* _WORK INSTRUCTION 1_: List every abbreviation that the study abstract spells out in parentheses, each with its full form.
* _WORK INSTRUCTION 2_: Copy the stretch of the study abstract from "Accepted for/Published in: JMIR" through "and contact information.", word for word.
* _WORK INSTRUCTION 3_: Write what comes next in the study abstract, starting after its final sentence.

* _PASSAGE FOR REVIEW_:
———
Accepted for/Published in: JMIR Medical Informatics
Date Submitted: Oct 18, 2025
Date Accepted: May 20, 2026
Mining and Mapping 25 Years Of Medication Use in Child and Adolescent Mental Health Services: A Contact-Level Descriptive Analysis of Electronic Health Records
ABSTRACT
Background:
Norwegian Child and Adolescent Mental Health Services (CAMHS) use World Health Organization’s (WHO) multiaxial diagnostic system based on the International Classification of Diseases, Tenth Revision (ICD-10); however, analysis of prescribing patterns among axes I-III is underexplored in Electronic Health Records (EHRs) with intertwined patient, episode of care, and contact information.
Objective:
Develop and demonstrate an analytic pipeline for mining and mapping information from EHRs to facilitate understanding of clinical processes and support informed decision-making. This study utilizes Norwegian CAMHS EHR data to identify common diagnoses, comorbidities, and medication use across axes I–III per individual contact.
———
* _DATA FOR ANALYSIS_:
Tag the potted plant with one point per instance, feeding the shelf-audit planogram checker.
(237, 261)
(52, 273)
———
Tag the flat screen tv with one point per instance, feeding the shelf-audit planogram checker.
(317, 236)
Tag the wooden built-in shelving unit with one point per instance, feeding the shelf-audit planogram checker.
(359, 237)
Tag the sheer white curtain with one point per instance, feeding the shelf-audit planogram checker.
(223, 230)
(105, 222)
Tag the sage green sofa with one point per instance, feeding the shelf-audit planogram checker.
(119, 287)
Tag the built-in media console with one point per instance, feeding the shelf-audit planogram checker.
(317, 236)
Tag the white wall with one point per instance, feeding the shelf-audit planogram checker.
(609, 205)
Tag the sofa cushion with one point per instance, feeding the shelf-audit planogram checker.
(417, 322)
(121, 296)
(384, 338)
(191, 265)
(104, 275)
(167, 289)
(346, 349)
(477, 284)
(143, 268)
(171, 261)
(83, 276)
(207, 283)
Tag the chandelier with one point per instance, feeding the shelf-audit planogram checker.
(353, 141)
———
* _TASK OUTPUT 1_:
CAMHS: Child and Adolescent Mental Health Services
WHO: World Health Organization
ICD-10: International Classification of Diseases, Tenth Revision
EHRs: Electronic Health Records

* _TASK OUTPUT 2_:
Accepted for/Published in: JMIR Medical Informatics
Date Submitted: Oct 18, 2025
Date Accepted: May 20, 2026
Mining and Mapping 25 Years Of Medication Use in Child and Adolescent Mental Health Services: A Contact-Level Descriptive Analysis of Electronic Health Records
ABSTRACT
Background:
Norwegian Child and Adolescent Mental Health Services (CAMHS) use World Health Organization’s (WHO) multiaxial diagnostic system based on the International Classification of Diseases, Tenth Revision (ICD-10); however, analysis of prescribing patterns among axes I-III is underexplored in Electronic Health Records (EHRs) with intertwined patient, episode of care, and contact information.

* _TASK OUTPUT 3_:
Methods:
We extracted records of patients ≤19 years old with a primary mental health diagnosis on axes I–III and ≥1 medication per individual contact. Diagnoses were categorized according to the International Classification of Diseases, Tenth Revision (ICD-10), and medications by the Anatomical Therapeutic Chemical (ATC) classification system. Descriptive analyses quantified contact counts, diagnosis frequency, comorbidity rates, and medication frequency within each diagnostic category. Next, we mapped the medications used across all the contacts and non-comorbid contacts separately along each axis.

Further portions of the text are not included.